═══ Document passage ═══
I FIRMLY BELIEVE that there are spiritual realities that are beyond human understanding. Here, here’s an example: “…God’s peace, which is far more wonderful than the human mind can understand…” [from Philipians 4:6 The Living Bible]

Of course that doesn’t stop us from trying to understand, to seek meaning, to boil it all down to an unequivocal absolute. The danger there is that we might strip away the beauty, the mystery and the wonder. We’re left with someone’s interpretation, and in our desire to comprehend the incomprehensible, we settle for the opinion or worldview of another; for better or worse.

Forgiveness. That’s a tough one. In my sixty-some years of Sunday school, sermons, and scripture reading; not to mention prayers for wisdom and simple answers, I still don’t understand Forgiveness. I believe it is right up there with Peace in being “far more wonderful than the human mind can understand.”
═══
# Objective A
Rewrite the rows from the line containing "spoiler with a point." through the end of the rows, both ends included. Keep the requests in, multiply every coordinate by 1.15, and round to whole numbers, with halves rounding up.
═══ Input ═══
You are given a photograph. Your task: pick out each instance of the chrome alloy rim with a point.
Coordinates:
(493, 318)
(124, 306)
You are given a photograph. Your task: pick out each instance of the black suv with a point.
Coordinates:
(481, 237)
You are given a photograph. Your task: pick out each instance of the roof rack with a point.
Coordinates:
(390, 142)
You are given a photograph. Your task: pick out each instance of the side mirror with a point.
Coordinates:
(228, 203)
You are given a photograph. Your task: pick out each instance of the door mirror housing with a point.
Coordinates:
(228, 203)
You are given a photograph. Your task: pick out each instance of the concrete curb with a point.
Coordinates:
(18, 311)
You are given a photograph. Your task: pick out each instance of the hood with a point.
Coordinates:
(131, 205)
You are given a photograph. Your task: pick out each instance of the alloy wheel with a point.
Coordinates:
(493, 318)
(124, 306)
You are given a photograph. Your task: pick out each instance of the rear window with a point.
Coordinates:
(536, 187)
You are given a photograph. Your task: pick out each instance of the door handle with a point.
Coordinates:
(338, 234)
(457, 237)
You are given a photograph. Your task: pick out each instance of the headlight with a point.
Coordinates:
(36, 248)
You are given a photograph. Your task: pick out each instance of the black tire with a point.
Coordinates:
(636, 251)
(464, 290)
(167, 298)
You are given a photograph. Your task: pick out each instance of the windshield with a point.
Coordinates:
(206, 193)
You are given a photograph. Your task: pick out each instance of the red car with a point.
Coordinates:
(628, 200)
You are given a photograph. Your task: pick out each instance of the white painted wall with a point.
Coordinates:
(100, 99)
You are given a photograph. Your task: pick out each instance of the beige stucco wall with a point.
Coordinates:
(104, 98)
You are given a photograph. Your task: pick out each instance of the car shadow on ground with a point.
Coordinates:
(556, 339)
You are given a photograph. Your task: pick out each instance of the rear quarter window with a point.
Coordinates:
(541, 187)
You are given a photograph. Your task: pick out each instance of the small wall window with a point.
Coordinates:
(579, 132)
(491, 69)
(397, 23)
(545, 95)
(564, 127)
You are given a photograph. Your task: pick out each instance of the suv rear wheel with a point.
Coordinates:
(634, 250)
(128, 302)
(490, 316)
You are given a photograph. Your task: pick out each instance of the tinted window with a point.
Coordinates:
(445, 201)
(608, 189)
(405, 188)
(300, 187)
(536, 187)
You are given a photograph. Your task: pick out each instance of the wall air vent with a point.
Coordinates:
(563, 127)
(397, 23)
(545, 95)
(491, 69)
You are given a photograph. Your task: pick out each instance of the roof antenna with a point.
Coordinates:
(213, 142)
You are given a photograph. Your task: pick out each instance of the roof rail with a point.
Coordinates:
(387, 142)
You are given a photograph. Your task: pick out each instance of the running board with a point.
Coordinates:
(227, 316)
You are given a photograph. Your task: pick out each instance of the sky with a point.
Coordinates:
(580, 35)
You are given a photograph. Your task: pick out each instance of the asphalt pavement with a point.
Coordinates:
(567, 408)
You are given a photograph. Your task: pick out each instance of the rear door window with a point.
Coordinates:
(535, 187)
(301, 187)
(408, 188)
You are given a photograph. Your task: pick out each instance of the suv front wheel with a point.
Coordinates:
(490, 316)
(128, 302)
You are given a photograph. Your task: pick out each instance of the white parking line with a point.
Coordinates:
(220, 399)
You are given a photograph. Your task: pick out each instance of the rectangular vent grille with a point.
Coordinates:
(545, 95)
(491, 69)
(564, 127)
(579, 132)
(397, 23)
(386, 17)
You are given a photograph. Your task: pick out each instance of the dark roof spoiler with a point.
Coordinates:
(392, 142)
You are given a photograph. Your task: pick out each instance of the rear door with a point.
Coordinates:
═══
# Objective B
Pick up the piece on forgiveness where it stops and keep it going.

# Final result A
You are given a photograph. Your task: pick out each instance of the dark roof spoiler with a point.
Coordinates:
(451, 163)
You are given a photograph. Your task: pick out each instance of the rear door with a point.
Coordinates:

# Final result B
Jesus was pretty clear on the subject, at least regarding the relentlessness of Forgiveness.

Then Peter came to him and asked, “Lord, how often should I forgive someone who sins against me? Seven times?”

“No, not seven times,” Jesus replied, “but seventy times seven!
—Matthew 18:21-22 New Living Translation

So, what is it? Exoneration, making amends, mercy, absolution, forgetting about it? Let’s just say it’s complicated. Here’s an example:

One of my favorite singer/songwriters is Brandi Carlile. I have all her albums except for her newest which is to be released on February 16. I have heard the album and it is amazing. It’s called, “By The Way, I Forgive You”.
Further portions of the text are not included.